CONSIGNES >>
[1] Recopiez à l'identique, s'il vous plaît, le passage de l'extrait allant de « Nous arrivons au » jusqu'à « budgétaire et fiscale. ».
[2] Répondez à ces questions à partir de l'extrait :
(a) À quelle date et à quelle heure la réunion a-t-elle lieu ?
(b) Quand doit se tenir l'examen en deuxième lecture du projet de loi relatif à l'équilibre des finances publiques ?
(c) Qu'est-ce qui sera débattu à l'automne ?

EXTRAIT DU DOCUMENT >>
*****

Réunion du 27 juin 2011 à 21h30
Projet de loi de règlement des comptes et rapport de gestion pour l'année 2010

Photo issue du site de l'Assemblée nationale ou de WikipediaFrançois de Rugy :

Monsieur le ministre, mes chers collègues, après la loi de finances rectificative, la loi de financement rectificative de la sécurité sociale, la loi de règlement des comptes, et avant l'examen en deuxième lecture, demain, du projet de loi relatif à l'équilibre des finances publiques – la réforme de la Constitution que vous essayez de mener à bien –, nous débattons ce soir de l'orientation des finances publiques.

Nous arrivons au dernier débat d'orientation budgétaire et nous débattrons à l'automne du dernier projet de budget de cette législature. Le moment est donc venu de tirer un premier bilan et de se pencher sur les résultats de votre politique budgétaire et fiscale.

*****

DONNÉES FOURNIES >>
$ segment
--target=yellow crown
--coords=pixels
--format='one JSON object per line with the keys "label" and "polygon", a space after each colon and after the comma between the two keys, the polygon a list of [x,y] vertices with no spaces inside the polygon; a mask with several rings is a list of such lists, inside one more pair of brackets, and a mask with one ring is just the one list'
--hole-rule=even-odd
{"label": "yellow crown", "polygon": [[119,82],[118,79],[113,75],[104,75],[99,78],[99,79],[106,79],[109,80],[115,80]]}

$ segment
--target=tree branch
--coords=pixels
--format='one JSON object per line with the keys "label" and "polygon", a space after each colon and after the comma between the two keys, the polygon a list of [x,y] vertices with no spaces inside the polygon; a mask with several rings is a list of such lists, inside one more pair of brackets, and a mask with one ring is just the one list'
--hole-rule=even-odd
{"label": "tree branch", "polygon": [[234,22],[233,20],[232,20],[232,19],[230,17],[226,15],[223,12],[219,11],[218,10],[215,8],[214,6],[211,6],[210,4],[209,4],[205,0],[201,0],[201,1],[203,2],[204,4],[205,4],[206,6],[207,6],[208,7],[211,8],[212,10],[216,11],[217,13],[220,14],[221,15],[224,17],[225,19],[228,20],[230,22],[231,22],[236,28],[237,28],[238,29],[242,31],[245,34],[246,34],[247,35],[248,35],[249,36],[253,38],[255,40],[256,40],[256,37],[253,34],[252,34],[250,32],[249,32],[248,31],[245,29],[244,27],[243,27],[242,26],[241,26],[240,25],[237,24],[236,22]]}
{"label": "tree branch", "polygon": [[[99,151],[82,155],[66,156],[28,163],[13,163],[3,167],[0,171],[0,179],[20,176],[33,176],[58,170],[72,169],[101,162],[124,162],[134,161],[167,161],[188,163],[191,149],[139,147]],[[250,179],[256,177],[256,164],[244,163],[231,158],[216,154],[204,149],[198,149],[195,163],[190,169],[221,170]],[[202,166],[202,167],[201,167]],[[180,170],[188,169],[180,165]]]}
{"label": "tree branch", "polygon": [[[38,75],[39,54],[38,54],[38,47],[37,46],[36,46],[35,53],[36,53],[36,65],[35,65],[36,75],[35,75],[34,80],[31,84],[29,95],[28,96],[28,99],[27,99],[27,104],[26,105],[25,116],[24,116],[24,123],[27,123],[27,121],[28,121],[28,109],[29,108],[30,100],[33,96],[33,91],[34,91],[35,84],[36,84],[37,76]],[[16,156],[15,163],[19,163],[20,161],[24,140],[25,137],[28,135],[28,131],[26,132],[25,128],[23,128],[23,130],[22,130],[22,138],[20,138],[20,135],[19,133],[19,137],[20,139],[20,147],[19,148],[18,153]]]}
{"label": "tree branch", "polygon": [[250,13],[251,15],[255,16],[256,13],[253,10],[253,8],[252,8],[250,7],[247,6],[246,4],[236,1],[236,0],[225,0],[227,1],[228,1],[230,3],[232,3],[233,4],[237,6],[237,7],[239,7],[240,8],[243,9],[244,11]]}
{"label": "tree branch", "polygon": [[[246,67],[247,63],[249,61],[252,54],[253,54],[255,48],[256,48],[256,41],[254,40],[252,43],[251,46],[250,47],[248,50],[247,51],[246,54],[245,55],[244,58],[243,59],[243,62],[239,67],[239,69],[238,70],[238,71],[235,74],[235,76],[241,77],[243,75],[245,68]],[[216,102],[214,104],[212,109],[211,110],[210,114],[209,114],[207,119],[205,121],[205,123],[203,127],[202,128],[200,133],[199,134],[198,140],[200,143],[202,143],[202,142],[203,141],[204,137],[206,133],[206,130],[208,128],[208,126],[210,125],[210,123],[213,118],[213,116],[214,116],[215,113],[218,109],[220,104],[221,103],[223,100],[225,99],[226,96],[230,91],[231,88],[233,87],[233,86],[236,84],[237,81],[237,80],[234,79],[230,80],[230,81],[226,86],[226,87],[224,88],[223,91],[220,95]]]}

*****

RÉPONSES COMPLÈTES >>
[1]
Nous arrivons au dernier débat d'orientation budgétaire et nous débattrons à l'automne du dernier projet de budget de cette législature. Le moment est donc venu de tirer un premier bilan et de se pencher sur les résultats de votre politique budgétaire et fiscale.

[2]
(a) Le 27 juin 2011 à 21h30.
(b) Demain.
(c) Le dernier projet de budget de cette législature.